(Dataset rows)
======

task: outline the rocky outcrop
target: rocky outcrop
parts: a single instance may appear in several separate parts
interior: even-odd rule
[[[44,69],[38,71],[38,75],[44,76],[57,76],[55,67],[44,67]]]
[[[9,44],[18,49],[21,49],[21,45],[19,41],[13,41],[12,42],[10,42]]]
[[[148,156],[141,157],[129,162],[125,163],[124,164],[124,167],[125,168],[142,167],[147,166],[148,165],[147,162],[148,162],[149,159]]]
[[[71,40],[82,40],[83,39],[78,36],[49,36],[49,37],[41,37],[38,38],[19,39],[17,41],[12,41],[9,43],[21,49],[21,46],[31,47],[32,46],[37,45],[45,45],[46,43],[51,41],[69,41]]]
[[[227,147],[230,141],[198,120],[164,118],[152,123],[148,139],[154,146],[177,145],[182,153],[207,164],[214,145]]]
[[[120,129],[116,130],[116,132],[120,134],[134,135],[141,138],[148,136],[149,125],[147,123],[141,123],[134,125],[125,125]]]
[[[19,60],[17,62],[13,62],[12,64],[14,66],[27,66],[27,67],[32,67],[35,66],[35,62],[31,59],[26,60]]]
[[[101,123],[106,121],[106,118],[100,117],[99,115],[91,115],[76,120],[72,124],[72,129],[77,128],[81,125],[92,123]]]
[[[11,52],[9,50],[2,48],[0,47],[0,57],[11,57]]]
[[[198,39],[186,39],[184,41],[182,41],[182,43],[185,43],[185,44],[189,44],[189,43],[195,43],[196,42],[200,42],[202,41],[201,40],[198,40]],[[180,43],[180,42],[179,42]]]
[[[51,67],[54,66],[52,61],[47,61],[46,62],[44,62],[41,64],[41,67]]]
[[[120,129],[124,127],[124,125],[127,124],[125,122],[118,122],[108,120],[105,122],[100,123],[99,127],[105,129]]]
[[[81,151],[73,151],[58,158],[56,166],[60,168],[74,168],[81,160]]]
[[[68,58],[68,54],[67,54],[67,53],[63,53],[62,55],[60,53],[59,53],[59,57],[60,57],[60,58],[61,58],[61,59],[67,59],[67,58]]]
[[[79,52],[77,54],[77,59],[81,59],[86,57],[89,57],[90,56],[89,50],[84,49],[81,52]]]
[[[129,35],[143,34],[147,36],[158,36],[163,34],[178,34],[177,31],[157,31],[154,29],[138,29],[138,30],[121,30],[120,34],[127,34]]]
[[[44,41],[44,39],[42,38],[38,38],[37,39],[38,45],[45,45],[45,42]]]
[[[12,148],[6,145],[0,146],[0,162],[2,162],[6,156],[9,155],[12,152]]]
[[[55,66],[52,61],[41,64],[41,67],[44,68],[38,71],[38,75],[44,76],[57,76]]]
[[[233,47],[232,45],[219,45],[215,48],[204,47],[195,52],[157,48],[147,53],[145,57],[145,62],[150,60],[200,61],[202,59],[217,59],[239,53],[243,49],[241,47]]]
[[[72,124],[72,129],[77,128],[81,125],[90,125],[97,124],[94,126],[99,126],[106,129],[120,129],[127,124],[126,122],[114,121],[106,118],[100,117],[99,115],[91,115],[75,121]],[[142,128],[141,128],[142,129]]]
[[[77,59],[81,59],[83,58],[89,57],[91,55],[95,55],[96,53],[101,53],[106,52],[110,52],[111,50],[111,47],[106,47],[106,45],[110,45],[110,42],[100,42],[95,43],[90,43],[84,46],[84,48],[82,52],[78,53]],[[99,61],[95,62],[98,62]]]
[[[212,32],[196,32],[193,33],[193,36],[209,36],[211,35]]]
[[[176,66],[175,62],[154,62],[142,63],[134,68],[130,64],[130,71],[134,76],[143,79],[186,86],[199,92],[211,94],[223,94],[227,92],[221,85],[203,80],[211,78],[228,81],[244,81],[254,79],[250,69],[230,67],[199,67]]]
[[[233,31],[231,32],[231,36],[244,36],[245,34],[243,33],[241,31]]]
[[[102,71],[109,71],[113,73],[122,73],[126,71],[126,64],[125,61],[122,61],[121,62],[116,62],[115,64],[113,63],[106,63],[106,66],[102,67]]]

======

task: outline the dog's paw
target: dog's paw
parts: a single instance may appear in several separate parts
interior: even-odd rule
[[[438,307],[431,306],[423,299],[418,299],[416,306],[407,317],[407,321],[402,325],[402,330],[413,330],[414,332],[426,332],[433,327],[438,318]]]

======

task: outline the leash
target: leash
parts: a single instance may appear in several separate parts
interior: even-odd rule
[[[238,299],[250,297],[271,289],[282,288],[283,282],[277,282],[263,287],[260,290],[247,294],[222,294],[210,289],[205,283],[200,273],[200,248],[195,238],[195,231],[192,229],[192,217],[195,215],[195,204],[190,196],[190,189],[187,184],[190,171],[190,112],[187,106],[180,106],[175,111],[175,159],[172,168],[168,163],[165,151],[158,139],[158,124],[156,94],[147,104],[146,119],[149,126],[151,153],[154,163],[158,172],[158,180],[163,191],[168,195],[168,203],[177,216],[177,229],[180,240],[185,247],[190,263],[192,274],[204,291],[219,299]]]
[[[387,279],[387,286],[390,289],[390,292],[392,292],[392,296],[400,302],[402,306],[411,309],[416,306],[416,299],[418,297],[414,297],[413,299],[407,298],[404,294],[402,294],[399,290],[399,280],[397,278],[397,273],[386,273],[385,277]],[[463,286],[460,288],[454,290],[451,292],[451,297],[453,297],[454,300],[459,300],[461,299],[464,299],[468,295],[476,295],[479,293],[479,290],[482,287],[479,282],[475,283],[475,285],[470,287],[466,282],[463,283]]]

======

• [TO DO] Find each line in the entries above that contains the word "task" and copy those lines out in full.

• [ANSWER IN FULL]
task: outline the rocky outcrop
task: outline the dog's paw
task: outline the leash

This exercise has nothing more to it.